Write out all of the data below again, substituting "close-fitting box" for "tight box" wherever it occurs and keeping everything else the same.

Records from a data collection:
--- start ---

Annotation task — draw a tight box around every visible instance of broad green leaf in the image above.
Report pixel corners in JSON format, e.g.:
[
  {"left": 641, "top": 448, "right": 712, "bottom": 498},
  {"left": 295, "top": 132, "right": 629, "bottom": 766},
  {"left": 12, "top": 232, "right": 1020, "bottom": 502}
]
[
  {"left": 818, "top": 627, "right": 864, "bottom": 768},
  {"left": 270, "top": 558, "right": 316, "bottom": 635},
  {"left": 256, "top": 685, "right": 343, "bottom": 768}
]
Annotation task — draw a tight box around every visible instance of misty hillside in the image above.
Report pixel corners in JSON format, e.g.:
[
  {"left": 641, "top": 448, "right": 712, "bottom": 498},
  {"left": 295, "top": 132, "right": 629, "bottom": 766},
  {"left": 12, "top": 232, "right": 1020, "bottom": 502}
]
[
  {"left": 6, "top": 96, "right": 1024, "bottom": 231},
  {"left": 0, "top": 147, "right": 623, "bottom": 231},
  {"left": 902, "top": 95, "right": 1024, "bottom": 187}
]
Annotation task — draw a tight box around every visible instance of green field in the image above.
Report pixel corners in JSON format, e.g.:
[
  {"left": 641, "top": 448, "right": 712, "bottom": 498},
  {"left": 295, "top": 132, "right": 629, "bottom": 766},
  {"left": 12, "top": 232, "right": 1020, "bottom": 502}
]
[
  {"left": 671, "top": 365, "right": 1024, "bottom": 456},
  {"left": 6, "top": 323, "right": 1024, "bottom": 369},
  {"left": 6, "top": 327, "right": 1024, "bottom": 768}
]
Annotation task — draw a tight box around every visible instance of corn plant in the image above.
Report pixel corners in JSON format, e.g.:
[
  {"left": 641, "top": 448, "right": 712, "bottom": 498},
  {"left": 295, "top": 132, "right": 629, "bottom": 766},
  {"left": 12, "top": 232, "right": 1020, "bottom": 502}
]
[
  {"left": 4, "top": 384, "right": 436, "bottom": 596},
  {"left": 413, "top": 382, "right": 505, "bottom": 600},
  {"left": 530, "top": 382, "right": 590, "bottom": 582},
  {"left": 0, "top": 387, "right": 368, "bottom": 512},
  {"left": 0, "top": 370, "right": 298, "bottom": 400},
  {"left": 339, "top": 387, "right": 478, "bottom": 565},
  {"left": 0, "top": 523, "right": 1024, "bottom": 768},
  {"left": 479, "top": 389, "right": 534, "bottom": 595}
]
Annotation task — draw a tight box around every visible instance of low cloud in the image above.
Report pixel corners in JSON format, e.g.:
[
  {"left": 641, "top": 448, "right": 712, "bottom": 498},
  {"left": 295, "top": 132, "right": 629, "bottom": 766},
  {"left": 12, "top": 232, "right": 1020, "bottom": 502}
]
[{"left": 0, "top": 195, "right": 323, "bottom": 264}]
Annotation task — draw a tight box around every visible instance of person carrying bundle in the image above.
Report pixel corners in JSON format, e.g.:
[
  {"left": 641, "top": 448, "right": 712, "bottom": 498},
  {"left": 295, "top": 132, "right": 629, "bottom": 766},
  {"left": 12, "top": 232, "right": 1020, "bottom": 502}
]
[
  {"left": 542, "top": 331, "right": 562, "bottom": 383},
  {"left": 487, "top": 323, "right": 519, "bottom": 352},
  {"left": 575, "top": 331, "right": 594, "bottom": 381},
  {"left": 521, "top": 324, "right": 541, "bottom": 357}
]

--- end ---

→ **ANSWER TO THE PROBLEM**
Annotation task — draw a close-fitting box around every visible instance of broad green leaf in the image above.
Report pixel corners in JSON format, e.g.:
[
  {"left": 641, "top": 448, "right": 712, "bottom": 498},
  {"left": 295, "top": 132, "right": 629, "bottom": 766},
  {"left": 12, "top": 232, "right": 1020, "bottom": 502}
]
[
  {"left": 818, "top": 627, "right": 864, "bottom": 768},
  {"left": 270, "top": 558, "right": 316, "bottom": 635},
  {"left": 256, "top": 685, "right": 343, "bottom": 768}
]
Annotation task — draw a close-fitting box around every visible instance of misty hillside in the image above.
Report pixel corners in JSON format, e.g.:
[
  {"left": 641, "top": 448, "right": 712, "bottom": 498},
  {"left": 295, "top": 132, "right": 629, "bottom": 766},
  {"left": 12, "top": 232, "right": 1020, "bottom": 502}
]
[
  {"left": 6, "top": 96, "right": 1024, "bottom": 231},
  {"left": 0, "top": 147, "right": 623, "bottom": 231},
  {"left": 902, "top": 95, "right": 1024, "bottom": 187}
]
Annotation task — draw a close-fitting box around every visible instance of green field in the image above.
Report pixel corners in JSON format, e.g.:
[
  {"left": 641, "top": 448, "right": 712, "bottom": 498},
  {"left": 295, "top": 132, "right": 629, "bottom": 766},
  {"left": 12, "top": 232, "right": 1020, "bottom": 502}
]
[
  {"left": 671, "top": 365, "right": 1024, "bottom": 456},
  {"left": 6, "top": 323, "right": 1024, "bottom": 369},
  {"left": 6, "top": 327, "right": 1024, "bottom": 768}
]
Annotation task — draw a close-fitting box around every visible instance of corn plant in the image above.
Report pixel corners in JSON format, e.g.:
[
  {"left": 641, "top": 448, "right": 712, "bottom": 498},
  {"left": 295, "top": 132, "right": 629, "bottom": 766},
  {"left": 12, "top": 232, "right": 1020, "bottom": 502}
]
[
  {"left": 4, "top": 384, "right": 436, "bottom": 596},
  {"left": 413, "top": 382, "right": 505, "bottom": 600},
  {"left": 530, "top": 382, "right": 590, "bottom": 582},
  {"left": 0, "top": 387, "right": 368, "bottom": 512},
  {"left": 0, "top": 370, "right": 298, "bottom": 400},
  {"left": 339, "top": 387, "right": 478, "bottom": 565},
  {"left": 0, "top": 523, "right": 1024, "bottom": 768},
  {"left": 479, "top": 389, "right": 534, "bottom": 595}
]
Annotation task — draw a close-fitting box around every visible instance of low cloud in the image above.
Report pixel corners in JSON format, e.g.:
[
  {"left": 641, "top": 448, "right": 712, "bottom": 498},
  {"left": 295, "top": 132, "right": 629, "bottom": 766},
  {"left": 12, "top": 232, "right": 1020, "bottom": 502}
]
[{"left": 0, "top": 195, "right": 323, "bottom": 264}]
Annotation task — draw a close-fitting box around every visible instance of person carrying bundle in the image above.
Report pixel corners in JSON format, e.g.:
[
  {"left": 641, "top": 448, "right": 712, "bottom": 498},
  {"left": 295, "top": 132, "right": 629, "bottom": 766},
  {"left": 12, "top": 232, "right": 1020, "bottom": 502}
]
[
  {"left": 542, "top": 331, "right": 562, "bottom": 383},
  {"left": 487, "top": 323, "right": 519, "bottom": 352},
  {"left": 575, "top": 331, "right": 594, "bottom": 381},
  {"left": 521, "top": 324, "right": 541, "bottom": 357}
]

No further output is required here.